# WHAT TO WORK ON:
Retype all of the entries exactly as they appear.

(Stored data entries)
----

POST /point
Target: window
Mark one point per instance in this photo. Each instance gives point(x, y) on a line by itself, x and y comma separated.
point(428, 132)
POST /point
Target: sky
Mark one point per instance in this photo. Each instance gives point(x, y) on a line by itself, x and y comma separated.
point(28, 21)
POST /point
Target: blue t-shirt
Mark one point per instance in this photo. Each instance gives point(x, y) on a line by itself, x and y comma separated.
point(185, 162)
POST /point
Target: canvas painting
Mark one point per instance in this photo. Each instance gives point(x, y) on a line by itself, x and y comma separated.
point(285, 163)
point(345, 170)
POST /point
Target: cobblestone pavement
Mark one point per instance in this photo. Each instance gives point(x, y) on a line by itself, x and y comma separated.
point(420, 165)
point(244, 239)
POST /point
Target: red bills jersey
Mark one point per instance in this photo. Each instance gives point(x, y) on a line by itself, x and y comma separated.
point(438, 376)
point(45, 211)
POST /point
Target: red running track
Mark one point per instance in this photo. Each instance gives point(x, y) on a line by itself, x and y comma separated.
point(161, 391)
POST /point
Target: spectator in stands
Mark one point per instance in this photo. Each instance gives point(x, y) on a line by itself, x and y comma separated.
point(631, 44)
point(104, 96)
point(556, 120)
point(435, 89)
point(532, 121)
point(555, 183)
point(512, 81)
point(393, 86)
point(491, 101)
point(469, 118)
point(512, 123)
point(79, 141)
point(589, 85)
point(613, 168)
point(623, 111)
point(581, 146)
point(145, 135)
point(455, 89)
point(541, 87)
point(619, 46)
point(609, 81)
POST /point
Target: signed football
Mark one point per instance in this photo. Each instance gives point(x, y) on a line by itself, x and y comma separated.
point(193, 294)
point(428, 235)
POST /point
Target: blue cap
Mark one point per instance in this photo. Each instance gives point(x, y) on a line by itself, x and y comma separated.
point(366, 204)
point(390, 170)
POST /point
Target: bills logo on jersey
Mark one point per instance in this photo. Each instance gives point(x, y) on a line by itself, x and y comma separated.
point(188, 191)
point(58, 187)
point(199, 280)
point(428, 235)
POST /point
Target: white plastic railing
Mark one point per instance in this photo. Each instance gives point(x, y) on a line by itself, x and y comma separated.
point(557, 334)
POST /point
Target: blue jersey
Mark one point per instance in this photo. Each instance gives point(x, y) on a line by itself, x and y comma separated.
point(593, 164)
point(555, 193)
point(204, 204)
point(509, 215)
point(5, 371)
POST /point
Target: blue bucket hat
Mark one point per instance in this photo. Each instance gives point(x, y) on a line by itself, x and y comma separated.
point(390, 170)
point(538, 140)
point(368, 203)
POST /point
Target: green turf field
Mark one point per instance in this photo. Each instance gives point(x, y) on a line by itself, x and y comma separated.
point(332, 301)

----

# PROBLEM SOLUTION:
POST /point
Target: window
Mark one point per instance in this photo. Each instance gives point(x, y) on a line by itself, x and y comma separated.
point(428, 132)
POST /point
Target: sky
Mark one point per instance in this photo. Each instance gives point(x, y) on a line by itself, x and y comma separated.
point(28, 21)
POST /point
Target: blue t-shirt
Mark one point per instance in this photo. Each instance gives point(x, y) on a line by itself, x and y comma separated.
point(185, 162)
POST /point
Target: canvas painting
Mark one point per instance in this photo. Each instance gives point(x, y) on a line by itself, x and y comma separated.
point(285, 163)
point(345, 170)
POST /point
Target: cobblestone pavement
Mark one point per instance in this photo. Each instance gives point(x, y) on a line by itself, x and y comma separated.
point(420, 165)
point(244, 239)
POST /point
Target: red bills jersey
Mark one point per instance in this photo. Each instance gives point(x, y) on a line by itself, x and y comma separated.
point(438, 376)
point(45, 211)
POST /point
Target: red running track
Mark one point per instance in this photo. Each instance gives point(x, y) on a line by itself, x and y comma separated.
point(161, 391)
POST /point
Target: spectator in stands
Mark one point per instance in this photo. Each instance gives point(x, y) on a line by itself, x and y comma separated.
point(631, 44)
point(104, 96)
point(556, 120)
point(435, 89)
point(532, 121)
point(555, 183)
point(512, 81)
point(393, 86)
point(491, 101)
point(469, 118)
point(512, 123)
point(79, 141)
point(589, 85)
point(613, 168)
point(623, 111)
point(581, 146)
point(145, 135)
point(455, 89)
point(541, 87)
point(619, 46)
point(609, 81)
POST /point
Target: signed football
Mark one point per instance in this photo. Each instance gives point(x, y) on a line by itself, x and y comma separated.
point(193, 294)
point(428, 235)
POST /point
Target: blue cap
Mark one point per instance in this photo. Each instance gives point(x, y) on a line by itself, x and y comma separated.
point(366, 204)
point(390, 170)
POST /point
Target: bills logo on jersey
Mark one point per instance in this photo. Each instance gives point(x, y) on a line by itself, x and y comma separated.
point(188, 191)
point(58, 187)
point(199, 280)
point(428, 235)
POST /point
Target: white plastic railing
Mark one point per instance in this photo. Each instance gives point(x, y) on a line by itself, x and y comma separated.
point(557, 334)
POST /point
Target: blue jersey
Mark one point per instance in this photo. Each instance gives point(x, y) on a line by itself, x and y comma separated.
point(593, 164)
point(555, 193)
point(204, 204)
point(509, 215)
point(5, 371)
POST /point
Target: blue bucket hat
Mark one point per instance in this photo. Each instance gives point(x, y) on a line by itself, x and y comma separated.
point(390, 170)
point(538, 140)
point(368, 203)
POST /point
Target: green turf field
Mark one point per instance in this photo. Each instance gives point(x, y) on a line by itself, x and y comma separated.
point(332, 301)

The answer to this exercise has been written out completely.